>> BEGIN Selected text

Cris Alarcon, Placerville Newswire, Nov 22, 2012
The common Thanksgiving story is a fairy tale, a whitewashed and sanitized collection of half-truths that divert attention away from Thanksgiving's real meaning. The real reason for Thanksgiving, deleted from the official story: Socialism does not work; the one and only source of abundance was private property. How did we forget the lesson learned at the Plymouth Plantation and are we going to have to suffer deprivations to learn it again?
The accepted story had the pilgrims boarding the Mayflower, coming to America and they learn new farming techniques from the Indians. The harvest of 1621 is bountiful. The Pilgrims hold a celebration, and give thanks to God. They are grateful for the wonderful new abundant land He has given them.
The problem with this accepted story is that the harvests of 1621 was not bountiful, nor were all the colonists hardworking or tenacious. 1621 was a famine year and many of the colonists were lazy thieves.
William Bradford was the governor of the original Pilgrim colony, founded at Plymouth in 1621. Unfortunately, William Bradford's diaries -- in which he recorded the failure of the collectivist system and the triumph of private enterprise -- were the only surviving account of these matters and were lost for many years. Thanksgiving was later made a national holiday and the present November date was chosen. Regrettably, the lessons the Pilgrims had so painfully learned was not made a part of the traditional Thanksgiving holiday.

>> END Selected text

Work instructions ->
**a.** Who does the Thanksgiving article name as governor of the original Pilgrim colony at Plymouth?
**b.** Say whether each statement agrees with the Thanksgiving article, answering yes or no and quoting the deciding words: (i) The article calls 1621 a famine year. (ii) The article says Bradford's diaries were the only surviving account of these matters. (iii) The article says the lessons the Pilgrims learned became part of the traditional Thanksgiving holiday.
**c.** Pick up the Thanksgiving article after its final sentence and keep writing.

>> BEGIN Given information

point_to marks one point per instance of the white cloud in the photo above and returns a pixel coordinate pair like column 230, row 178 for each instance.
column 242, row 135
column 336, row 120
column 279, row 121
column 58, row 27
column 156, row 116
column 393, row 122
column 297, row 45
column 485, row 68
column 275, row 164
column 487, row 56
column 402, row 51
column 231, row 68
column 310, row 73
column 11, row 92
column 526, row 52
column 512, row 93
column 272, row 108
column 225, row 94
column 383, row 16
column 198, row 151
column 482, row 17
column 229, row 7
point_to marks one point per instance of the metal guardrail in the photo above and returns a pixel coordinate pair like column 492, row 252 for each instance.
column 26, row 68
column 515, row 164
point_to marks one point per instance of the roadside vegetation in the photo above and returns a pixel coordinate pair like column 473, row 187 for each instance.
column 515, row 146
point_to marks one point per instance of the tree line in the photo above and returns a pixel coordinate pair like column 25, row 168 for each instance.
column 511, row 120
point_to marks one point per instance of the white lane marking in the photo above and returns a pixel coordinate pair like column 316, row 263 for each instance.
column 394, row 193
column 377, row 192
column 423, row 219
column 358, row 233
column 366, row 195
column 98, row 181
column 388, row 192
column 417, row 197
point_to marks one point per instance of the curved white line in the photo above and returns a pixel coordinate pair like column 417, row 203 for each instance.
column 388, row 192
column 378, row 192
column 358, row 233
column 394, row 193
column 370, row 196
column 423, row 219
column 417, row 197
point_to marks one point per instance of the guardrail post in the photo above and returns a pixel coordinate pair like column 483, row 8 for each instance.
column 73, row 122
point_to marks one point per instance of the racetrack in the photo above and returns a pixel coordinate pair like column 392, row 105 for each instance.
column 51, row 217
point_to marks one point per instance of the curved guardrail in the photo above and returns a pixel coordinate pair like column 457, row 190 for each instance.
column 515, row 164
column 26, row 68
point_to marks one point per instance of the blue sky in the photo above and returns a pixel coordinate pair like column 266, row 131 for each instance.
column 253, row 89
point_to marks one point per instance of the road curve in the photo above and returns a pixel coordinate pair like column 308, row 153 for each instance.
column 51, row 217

>> END Given information

Answers per task ->
**a.** William Bradford

**b.**
(i) Yes: "1621 was a famine year"
(ii) Yes: "were the only surviving account of these matters"
(iii) No: "was not made a part of the traditional Thanksgiving holiday"

**c.**
Fortunately, Bradford's diaries were later rediscovered. This very important historical work, the History of Plymouth Plantation (until 1646), disappeared from America but was discovered in the Fulham library, London, in 1855, and was returned by the bishop of London to the state of Massachusetts in 1897. In the intervening 250 years, the true history of the Plymouth Pilgrim's had been lost to an idealized version still propagated today, almost 400 years later.
In his 'History of Plymouth Plantation,' the governor of the colony, William Bradford, reported that the colonists went hungry for years, because they refused to work in the fields. They preferred instead to steal food. He says the colony was riddled with "corruption," and with "confusion and discontent." The crops were small because "much was stolen both by night and day, before it became scarce eatable."
In the harvest feasts of 1621 and 1622, "all had their hungry bellies filled," but only briefly. The prevailing condition during those years was famine and death. By 1623, the colony had suffered serious losses. Starvation was imminent.
The harvest of 1623 was different. Suddenly, "instead of famine now God gave them plenty," Bradford wrote, "and the face of things was changed, to the rejoicing of the hearts of many, for which they blessed God." Thereafter, he wrote, "any general want or famine hath not been amongst them since to this day." In fact, in 1624, so much food was produced that the colonists were able to begin exporting corn.
What happened?
When the Pilgrims landed in 1620, they established a system of communal property. Within three years, they had scrapped it, instituting private property instead.
After the poor harvest of 1622, writes Bradford, "they began to think how they might raise as much corn as they could, and obtain a better crop." They began to question their form of economic organization.
The big losses in Jamestown had scared off most “venture capital” in London and the pilgrims were forced to accept tough terms to get funding for their trip to the New World. They found an investment syndicate headed by a London ironmonger named Thomas Weston. Weston and his fifty-odd investors were taking a big risk and demanded half of all the production for the first seven years. The investors demanded that all accumulated wealth was to be “common wealth,” or placed in a common pool, only that way could the investors feel reassured that the colonists would be working to benefit everyone, including themselves. “The building of good and fair houses” would be discouraged.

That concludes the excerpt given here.